▶ _Aim_
Reproduce everything from the line containing "Shelf-audit task: drop a dot on every instance of the dark" down to the end of the material, swapping "pixel coordinates" for "image coordinates" and leaving all else unchanged.

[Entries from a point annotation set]
● ● ●

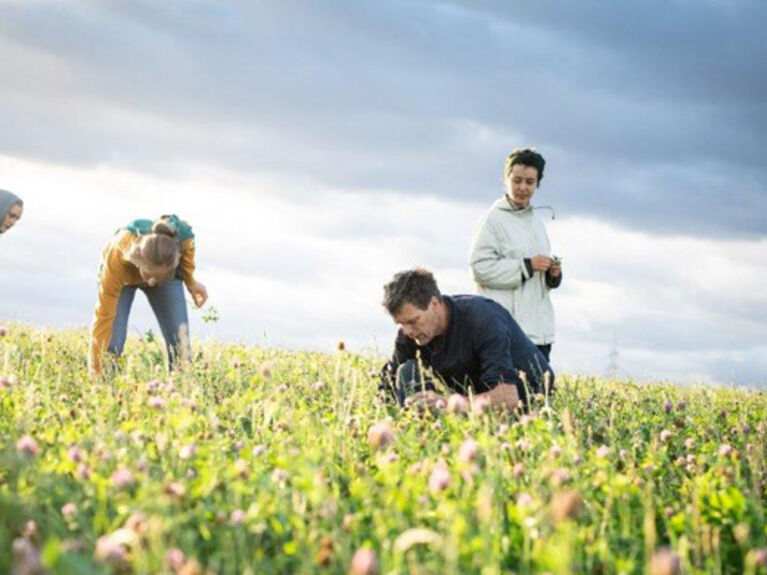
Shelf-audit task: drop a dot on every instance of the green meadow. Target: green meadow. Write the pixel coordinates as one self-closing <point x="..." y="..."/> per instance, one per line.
<point x="256" y="460"/>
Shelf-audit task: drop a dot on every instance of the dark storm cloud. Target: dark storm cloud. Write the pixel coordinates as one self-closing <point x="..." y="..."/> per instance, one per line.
<point x="650" y="113"/>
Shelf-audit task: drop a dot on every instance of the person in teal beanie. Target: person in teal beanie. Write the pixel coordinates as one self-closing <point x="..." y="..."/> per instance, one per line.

● ● ●

▶ _Output of the exercise_
Shelf-audit task: drop a dot on every instance of the dark storm cloud. Target: dark storm cloud. Write the image coordinates as one self-closing <point x="..." y="..."/> per instance, one per line.
<point x="650" y="113"/>
Shelf-audit task: drop a dot on every instance of the person in teal beanie. Target: person in teal beanie. Write the image coordinates as one self-closing <point x="..." y="..."/> per instance, one per line.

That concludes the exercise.